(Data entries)
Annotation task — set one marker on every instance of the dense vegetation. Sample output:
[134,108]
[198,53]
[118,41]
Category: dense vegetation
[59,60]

▸ STATED TASK
Nothing in the listing may be changed; retype it all exactly.

▸ SOLUTION TO THIS EXERCISE
Annotation task — set one marker on every instance of the dense vegetation. Sample output:
[134,108]
[198,53]
[118,41]
Category: dense vegetation
[59,60]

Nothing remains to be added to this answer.